Your task -
The required output is the exact run of lines below that opens at the line with "Target: young tree" and closes at the line with "Task: point to every instance of the warehouse".

Input data -
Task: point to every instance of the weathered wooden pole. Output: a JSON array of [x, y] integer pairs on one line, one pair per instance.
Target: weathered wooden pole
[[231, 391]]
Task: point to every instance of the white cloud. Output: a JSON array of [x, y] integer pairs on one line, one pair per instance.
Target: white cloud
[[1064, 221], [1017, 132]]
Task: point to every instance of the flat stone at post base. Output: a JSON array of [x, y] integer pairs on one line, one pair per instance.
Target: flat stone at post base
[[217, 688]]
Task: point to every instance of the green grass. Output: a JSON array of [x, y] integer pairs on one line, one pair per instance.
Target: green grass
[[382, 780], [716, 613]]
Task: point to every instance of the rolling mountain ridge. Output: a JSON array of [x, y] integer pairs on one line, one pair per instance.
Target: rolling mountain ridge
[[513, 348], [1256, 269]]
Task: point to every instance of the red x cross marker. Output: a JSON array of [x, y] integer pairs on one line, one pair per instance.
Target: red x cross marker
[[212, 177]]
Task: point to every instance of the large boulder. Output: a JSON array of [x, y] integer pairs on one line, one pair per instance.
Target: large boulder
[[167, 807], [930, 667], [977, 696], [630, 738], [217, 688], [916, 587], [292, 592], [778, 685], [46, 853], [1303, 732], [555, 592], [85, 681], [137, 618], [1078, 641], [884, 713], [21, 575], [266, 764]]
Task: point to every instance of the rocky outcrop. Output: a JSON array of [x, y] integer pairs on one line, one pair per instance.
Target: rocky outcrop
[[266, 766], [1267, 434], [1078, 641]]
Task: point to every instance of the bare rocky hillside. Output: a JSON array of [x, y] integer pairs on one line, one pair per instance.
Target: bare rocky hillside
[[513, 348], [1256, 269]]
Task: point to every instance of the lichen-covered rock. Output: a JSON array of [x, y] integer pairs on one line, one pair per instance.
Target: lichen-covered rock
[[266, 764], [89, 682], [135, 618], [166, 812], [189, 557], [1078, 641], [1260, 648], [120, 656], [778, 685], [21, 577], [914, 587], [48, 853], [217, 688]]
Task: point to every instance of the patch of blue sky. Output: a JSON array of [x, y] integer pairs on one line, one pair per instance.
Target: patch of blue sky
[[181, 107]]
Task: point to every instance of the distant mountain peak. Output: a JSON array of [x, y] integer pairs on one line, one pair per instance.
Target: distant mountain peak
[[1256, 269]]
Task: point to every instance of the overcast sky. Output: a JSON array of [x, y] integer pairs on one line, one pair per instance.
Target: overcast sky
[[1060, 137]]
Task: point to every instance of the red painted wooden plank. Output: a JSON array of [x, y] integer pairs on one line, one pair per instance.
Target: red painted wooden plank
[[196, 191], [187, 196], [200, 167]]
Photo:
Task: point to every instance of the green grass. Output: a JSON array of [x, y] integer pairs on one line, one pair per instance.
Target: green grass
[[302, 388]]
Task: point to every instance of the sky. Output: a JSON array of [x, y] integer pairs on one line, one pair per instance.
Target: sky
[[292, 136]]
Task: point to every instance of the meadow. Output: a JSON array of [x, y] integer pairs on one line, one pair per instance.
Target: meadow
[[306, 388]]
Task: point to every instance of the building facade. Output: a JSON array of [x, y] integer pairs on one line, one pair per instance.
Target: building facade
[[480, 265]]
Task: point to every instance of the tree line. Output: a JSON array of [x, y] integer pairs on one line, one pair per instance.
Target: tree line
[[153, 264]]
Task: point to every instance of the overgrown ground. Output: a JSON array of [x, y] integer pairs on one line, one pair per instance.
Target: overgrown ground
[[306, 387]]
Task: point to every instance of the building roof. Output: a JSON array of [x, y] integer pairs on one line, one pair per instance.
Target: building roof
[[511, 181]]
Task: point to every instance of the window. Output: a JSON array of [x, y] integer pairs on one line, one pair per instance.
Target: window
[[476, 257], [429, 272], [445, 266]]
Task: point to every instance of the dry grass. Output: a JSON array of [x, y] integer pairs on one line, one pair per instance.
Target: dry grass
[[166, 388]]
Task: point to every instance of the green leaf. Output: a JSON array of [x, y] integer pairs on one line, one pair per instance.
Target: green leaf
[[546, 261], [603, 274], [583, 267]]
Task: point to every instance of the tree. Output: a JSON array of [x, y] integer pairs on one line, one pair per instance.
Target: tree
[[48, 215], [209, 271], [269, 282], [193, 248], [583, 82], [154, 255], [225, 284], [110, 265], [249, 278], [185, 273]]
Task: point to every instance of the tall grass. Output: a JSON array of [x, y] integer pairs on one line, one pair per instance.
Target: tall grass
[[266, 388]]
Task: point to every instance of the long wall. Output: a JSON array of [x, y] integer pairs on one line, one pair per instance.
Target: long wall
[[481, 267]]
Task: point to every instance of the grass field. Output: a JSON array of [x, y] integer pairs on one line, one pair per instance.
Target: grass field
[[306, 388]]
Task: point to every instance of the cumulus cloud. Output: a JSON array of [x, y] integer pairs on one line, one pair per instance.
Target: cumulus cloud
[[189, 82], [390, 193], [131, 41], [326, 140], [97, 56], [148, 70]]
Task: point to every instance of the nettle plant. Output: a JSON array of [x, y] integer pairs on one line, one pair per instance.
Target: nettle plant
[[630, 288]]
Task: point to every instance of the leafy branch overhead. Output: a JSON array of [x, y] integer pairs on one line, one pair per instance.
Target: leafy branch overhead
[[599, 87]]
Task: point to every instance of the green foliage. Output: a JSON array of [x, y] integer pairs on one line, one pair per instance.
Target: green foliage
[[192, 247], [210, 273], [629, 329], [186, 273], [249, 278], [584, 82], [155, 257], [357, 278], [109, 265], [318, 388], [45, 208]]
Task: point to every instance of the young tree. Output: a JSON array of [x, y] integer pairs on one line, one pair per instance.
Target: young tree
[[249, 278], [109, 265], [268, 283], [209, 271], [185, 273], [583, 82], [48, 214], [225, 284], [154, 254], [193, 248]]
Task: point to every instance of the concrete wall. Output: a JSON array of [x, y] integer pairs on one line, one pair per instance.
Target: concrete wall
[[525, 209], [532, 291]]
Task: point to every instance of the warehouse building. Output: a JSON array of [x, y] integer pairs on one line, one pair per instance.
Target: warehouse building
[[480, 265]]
...
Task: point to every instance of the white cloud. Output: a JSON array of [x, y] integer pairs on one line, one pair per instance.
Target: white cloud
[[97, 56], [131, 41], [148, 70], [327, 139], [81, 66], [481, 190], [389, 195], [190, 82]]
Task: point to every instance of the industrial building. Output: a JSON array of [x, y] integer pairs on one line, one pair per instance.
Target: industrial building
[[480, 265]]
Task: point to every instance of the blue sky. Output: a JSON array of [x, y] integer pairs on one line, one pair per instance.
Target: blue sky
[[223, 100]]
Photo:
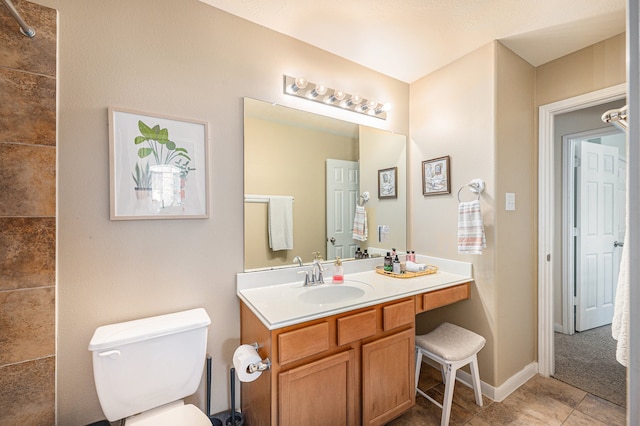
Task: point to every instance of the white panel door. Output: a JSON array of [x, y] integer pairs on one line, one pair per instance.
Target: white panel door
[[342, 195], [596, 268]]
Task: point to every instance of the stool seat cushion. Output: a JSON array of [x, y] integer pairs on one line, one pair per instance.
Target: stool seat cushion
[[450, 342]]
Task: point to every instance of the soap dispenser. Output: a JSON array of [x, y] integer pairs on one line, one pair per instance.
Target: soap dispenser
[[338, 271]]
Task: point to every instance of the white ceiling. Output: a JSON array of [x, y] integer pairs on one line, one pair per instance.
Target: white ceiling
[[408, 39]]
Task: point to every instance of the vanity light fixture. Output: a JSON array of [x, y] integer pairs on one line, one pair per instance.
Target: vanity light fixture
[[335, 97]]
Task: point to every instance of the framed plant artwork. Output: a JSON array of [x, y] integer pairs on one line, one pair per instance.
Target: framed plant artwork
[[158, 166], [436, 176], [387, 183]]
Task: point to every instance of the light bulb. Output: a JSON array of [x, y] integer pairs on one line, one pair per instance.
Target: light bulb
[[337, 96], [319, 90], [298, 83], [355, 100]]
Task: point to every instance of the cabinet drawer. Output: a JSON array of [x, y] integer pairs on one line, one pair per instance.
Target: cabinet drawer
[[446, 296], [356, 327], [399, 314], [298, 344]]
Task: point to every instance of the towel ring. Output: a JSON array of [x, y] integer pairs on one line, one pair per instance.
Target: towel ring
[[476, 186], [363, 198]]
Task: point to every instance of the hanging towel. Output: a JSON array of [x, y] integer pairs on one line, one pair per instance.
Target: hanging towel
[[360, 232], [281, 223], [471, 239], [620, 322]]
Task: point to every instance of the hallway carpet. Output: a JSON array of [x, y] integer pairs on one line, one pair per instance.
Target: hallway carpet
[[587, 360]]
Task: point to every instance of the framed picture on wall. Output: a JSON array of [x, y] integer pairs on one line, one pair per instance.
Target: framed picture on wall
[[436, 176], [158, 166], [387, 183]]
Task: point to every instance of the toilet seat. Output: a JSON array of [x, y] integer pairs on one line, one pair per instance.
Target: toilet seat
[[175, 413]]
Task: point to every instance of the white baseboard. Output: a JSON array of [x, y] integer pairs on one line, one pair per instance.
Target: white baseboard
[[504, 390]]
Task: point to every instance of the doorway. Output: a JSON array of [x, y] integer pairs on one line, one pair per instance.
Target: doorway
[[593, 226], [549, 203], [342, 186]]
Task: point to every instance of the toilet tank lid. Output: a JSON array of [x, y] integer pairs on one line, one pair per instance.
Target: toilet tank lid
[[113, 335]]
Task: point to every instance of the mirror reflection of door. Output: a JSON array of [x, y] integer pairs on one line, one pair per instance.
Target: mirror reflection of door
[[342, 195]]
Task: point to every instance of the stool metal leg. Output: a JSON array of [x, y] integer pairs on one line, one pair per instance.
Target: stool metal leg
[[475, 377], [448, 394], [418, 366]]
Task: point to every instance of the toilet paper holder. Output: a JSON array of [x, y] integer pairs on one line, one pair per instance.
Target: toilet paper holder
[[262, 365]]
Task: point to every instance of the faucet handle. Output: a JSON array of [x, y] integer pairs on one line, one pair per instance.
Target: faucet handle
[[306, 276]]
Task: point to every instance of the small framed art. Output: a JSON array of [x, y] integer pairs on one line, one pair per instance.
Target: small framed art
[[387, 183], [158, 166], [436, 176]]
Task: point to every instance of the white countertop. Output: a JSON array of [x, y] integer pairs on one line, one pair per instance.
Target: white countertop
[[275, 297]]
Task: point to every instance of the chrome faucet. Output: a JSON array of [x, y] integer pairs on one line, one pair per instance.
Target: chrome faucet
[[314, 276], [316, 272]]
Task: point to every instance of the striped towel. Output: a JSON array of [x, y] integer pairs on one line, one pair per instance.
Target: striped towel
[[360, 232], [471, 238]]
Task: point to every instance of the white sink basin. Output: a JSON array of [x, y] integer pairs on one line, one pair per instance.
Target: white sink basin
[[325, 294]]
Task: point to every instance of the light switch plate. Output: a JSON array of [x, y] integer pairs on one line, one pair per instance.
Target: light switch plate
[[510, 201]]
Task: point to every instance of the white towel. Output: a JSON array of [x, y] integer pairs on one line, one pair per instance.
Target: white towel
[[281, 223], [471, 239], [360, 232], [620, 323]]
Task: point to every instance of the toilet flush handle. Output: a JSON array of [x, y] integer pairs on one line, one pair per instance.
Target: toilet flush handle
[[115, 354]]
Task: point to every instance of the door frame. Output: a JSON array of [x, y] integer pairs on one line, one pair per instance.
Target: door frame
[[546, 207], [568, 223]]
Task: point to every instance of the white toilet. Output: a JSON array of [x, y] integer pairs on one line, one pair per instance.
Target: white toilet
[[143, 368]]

Task answer -
Target: young tree
[[249, 278], [109, 265], [268, 283], [209, 271], [185, 273], [583, 82], [48, 214], [225, 284], [154, 254], [193, 248]]
Task: point to every instance of the concrete wall. Output: a JSON array of [x, y] integer pairs on one line, one pair per instance.
Target: concrete wall
[[525, 209], [532, 291]]
Task: point to every instance of the warehouse building. Output: a JSON array of [x, y] integer pairs on one line, one pair per instance.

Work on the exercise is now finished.